PROBLEM
The reply should be a single number: the count of lines below that contain the word "drawer".

PROVIDED INFORMATION

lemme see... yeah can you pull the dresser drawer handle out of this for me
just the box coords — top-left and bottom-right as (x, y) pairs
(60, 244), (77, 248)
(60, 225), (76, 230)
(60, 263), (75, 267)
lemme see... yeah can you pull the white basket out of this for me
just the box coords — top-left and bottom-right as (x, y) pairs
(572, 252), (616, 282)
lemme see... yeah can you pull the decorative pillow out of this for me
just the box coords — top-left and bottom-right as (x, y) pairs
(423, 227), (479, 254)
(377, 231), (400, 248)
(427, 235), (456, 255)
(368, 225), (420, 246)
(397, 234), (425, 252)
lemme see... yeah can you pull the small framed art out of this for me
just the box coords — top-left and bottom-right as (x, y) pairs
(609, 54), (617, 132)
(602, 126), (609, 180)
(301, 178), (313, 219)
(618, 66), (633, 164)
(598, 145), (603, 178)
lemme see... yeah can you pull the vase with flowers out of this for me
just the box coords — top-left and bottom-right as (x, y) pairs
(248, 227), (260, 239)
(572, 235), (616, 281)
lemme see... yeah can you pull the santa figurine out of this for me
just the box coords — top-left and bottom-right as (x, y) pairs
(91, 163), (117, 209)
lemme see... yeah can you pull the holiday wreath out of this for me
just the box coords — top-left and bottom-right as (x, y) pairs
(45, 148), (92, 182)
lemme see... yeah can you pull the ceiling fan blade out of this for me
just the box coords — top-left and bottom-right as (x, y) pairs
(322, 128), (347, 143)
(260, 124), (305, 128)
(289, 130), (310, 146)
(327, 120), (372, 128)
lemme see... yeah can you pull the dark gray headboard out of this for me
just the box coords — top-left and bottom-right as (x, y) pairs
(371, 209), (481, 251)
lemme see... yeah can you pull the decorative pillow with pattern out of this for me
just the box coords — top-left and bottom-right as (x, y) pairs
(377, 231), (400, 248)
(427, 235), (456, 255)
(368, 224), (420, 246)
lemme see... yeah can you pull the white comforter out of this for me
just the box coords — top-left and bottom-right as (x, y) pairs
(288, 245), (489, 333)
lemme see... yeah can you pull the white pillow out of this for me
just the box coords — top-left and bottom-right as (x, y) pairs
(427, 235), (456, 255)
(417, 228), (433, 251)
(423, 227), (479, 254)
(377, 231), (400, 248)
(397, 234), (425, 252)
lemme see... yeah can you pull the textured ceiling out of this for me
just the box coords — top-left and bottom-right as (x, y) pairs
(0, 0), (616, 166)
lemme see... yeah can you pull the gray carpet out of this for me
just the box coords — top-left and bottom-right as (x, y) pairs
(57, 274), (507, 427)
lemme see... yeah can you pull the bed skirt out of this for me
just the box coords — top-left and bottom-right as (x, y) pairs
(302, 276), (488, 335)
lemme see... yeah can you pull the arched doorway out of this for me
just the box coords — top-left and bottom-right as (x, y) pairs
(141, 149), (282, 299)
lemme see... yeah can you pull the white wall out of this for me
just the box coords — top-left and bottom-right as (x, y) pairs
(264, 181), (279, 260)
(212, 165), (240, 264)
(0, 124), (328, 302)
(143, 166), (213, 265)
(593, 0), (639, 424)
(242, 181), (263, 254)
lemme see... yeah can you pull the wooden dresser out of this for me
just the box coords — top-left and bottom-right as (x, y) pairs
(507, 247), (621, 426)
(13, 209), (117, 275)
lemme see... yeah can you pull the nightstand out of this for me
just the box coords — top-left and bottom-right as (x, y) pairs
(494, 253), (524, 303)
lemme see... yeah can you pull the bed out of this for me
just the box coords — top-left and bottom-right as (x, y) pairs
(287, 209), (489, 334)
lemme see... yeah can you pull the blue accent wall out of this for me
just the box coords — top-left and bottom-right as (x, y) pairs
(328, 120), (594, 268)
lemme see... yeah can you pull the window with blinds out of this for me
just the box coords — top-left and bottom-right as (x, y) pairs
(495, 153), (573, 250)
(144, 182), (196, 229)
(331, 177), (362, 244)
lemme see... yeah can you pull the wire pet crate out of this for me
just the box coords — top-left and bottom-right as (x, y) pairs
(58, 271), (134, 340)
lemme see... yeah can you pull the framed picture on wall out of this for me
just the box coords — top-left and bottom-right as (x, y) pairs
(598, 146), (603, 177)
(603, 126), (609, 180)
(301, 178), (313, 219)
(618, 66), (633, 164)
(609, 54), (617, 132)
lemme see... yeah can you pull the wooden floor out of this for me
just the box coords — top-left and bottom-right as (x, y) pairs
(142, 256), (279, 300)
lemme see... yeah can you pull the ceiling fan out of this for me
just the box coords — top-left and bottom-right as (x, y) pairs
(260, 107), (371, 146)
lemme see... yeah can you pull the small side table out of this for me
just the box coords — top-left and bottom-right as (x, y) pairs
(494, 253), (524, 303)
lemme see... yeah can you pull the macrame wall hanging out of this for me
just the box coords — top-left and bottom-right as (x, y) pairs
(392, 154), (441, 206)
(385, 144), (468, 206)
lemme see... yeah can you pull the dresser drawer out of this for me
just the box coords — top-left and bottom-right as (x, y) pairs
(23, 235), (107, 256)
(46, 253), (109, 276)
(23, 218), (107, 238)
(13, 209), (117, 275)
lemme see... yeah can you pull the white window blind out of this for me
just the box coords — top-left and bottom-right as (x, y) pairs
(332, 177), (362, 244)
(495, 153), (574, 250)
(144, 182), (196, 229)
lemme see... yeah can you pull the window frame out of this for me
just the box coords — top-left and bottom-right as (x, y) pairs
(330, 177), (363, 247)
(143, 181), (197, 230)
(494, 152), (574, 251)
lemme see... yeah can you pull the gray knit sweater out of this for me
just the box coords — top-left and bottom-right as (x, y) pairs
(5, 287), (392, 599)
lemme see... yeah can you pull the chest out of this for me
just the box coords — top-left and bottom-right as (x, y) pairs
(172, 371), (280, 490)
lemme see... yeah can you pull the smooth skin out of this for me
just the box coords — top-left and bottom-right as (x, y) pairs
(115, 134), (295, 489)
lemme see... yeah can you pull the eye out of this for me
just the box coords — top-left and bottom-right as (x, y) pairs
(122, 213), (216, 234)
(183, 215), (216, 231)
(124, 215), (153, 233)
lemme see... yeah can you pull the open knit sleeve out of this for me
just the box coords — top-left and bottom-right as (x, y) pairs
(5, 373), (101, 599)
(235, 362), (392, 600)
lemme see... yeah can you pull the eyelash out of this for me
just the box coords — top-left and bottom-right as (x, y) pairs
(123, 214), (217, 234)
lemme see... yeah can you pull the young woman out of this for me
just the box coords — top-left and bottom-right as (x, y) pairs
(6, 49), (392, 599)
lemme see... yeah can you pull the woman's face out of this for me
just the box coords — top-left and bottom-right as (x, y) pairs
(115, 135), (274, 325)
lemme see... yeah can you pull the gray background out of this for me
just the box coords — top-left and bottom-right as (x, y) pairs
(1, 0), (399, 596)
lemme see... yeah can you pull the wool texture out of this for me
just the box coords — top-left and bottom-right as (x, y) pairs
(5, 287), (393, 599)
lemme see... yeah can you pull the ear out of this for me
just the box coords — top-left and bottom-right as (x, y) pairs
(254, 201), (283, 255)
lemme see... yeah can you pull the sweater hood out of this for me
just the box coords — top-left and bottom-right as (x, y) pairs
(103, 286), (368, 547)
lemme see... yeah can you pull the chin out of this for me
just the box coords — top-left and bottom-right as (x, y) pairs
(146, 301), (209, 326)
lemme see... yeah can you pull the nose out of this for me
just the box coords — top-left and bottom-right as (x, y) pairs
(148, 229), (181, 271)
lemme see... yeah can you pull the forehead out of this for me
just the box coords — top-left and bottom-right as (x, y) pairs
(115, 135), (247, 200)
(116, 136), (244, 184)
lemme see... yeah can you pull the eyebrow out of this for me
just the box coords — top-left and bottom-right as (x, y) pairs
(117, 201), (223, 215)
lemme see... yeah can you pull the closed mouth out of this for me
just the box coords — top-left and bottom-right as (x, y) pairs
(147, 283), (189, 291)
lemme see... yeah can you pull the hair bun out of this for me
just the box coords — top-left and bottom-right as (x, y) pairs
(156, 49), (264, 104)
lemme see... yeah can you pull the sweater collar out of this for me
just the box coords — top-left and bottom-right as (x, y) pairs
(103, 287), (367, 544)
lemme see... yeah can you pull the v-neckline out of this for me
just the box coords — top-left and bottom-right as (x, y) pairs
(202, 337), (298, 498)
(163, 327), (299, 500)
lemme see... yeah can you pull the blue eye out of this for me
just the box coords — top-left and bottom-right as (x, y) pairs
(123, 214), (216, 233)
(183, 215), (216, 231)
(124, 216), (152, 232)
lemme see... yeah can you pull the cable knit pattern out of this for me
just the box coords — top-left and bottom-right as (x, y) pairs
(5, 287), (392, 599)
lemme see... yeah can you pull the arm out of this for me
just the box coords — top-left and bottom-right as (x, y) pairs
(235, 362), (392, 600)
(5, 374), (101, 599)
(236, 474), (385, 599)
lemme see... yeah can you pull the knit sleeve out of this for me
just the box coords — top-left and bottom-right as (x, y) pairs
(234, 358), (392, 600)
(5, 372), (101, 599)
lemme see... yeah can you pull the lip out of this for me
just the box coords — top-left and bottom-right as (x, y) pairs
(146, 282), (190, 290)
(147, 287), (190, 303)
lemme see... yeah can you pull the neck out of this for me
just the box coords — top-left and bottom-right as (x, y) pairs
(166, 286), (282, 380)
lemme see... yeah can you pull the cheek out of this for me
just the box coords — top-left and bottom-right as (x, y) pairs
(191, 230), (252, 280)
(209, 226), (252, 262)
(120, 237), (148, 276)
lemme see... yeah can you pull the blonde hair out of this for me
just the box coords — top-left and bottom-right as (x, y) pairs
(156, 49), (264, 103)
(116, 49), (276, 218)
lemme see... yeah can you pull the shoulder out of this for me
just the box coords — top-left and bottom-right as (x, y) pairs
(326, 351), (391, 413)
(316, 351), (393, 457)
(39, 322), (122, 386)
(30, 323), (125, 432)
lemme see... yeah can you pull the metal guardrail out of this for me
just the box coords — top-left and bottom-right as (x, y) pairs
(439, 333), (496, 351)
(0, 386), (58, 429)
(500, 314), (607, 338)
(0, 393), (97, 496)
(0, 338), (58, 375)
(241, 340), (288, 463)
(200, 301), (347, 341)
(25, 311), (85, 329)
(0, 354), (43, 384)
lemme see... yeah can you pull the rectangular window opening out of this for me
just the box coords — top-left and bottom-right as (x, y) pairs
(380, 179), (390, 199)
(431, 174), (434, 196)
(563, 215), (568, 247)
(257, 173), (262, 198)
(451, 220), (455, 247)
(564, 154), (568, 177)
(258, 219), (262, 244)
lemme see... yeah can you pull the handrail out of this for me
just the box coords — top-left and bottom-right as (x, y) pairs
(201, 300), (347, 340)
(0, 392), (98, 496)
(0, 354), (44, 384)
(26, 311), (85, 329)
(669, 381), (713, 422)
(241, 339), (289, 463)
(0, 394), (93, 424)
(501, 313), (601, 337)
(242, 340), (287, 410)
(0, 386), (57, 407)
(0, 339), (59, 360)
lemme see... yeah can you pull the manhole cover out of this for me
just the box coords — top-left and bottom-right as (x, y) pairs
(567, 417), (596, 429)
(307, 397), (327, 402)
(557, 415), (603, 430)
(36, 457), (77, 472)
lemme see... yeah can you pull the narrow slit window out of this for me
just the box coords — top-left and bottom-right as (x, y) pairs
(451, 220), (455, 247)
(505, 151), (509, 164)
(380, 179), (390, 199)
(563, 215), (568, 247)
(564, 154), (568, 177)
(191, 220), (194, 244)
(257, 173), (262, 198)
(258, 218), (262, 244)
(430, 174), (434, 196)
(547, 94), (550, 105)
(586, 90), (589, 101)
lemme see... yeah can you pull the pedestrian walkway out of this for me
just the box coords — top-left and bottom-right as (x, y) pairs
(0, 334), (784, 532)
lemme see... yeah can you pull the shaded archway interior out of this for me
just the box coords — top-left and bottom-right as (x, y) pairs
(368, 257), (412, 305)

EXERCISE OUTPUT
2